所给文段:
Java全文搜索框架,Lucene 5.3.0 发布
Lucene 是 apache 软件基金会一个开放源代码的全文检索引擎工具包,是一个全文检索引擎的架构,提供了完整的查询引擎和索引引擎,部分文本分析引擎。 Lucene 的目的是为软件开发人员提供一个简单易用的工具包,以方便的在目标系统中实现全文检索的功能,或者是以此为基础建立起完整的全文检索引擎。
Lucene 最初是由 Doug Cutting 所撰写的,是一位资深全文索引/检索专家,曾经是V-Twin 搜索引擎的主要开发者,后来在 Excite 担任高级系统架构设计师,目前从事于一些 INTERNET 底层架构的研究。他贡献出 Lucene 的目标是为各种中小型应用程式加入全文检索功能。
Lucene 5.3.0 发布,此版本值得关注的更新如下:API 改进:PhraseQuery 和 BooleanQuery 不可变
Added a new class that can be used to validate that an index has an appropriate structure to run join queries
Added a new BlendedTermQuery to blend statistics across several terms
New common suggest API that mirrors Lucene's Query/IndexSearcher APIs for Document based suggester.
IndexWriter can now be initialized from an already open near-real-time or non-NRT reader
Add experimental range tree doc values format and queries, based on a 1D version of the spatial BKD tree, for a faster and smaller alternative to postings-based numeric and binary term filtering. Range trees can also handle values larger than 64 bits.

所给资料:
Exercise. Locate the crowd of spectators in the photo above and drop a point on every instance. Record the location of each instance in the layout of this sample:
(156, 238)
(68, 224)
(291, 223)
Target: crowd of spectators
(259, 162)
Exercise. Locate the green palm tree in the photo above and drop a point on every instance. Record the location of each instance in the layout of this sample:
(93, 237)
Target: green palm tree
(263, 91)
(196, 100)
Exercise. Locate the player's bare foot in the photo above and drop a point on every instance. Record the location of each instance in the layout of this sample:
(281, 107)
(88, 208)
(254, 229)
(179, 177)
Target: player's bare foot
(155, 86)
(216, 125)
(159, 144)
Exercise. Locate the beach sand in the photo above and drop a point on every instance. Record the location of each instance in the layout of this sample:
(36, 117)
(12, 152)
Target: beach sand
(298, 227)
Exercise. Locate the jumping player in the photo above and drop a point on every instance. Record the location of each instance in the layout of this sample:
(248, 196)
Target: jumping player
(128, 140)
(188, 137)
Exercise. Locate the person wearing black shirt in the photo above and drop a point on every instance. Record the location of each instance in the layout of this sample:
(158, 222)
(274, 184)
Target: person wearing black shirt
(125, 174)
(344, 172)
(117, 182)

练习说明: 请接续关于 Lucene 5.3.0 发布的文段,从其最后一句之后续写。 资料中的各行是独立材料,与文段内容无关。

本题答案:
Geo 相关特性和改进:
Added GeoPointField, GeoPointInBBoxQuery, GeoPointInPolygonQuery for simple "indexed lat/lon point in bbox/shape" searching
Added experimental BKD geospatial tree doc values format and queries, for fast "bbox/polygon contains lat/lon points"
Use doc values to post-filter GeoPointField hits that fall in boundary cells, resulting in smaller index, faster searches and less heap used for each query
Reduce RAM usage of FieldInfos, and speed up lookup by number, by using an array instead of TreeMap except in very sparse cases
Faster intersection of the terms dictionary with very finite automata, which can be generated eg. by simple regexp queries
Various bugfixes and optimizations since the 5.2.0 release.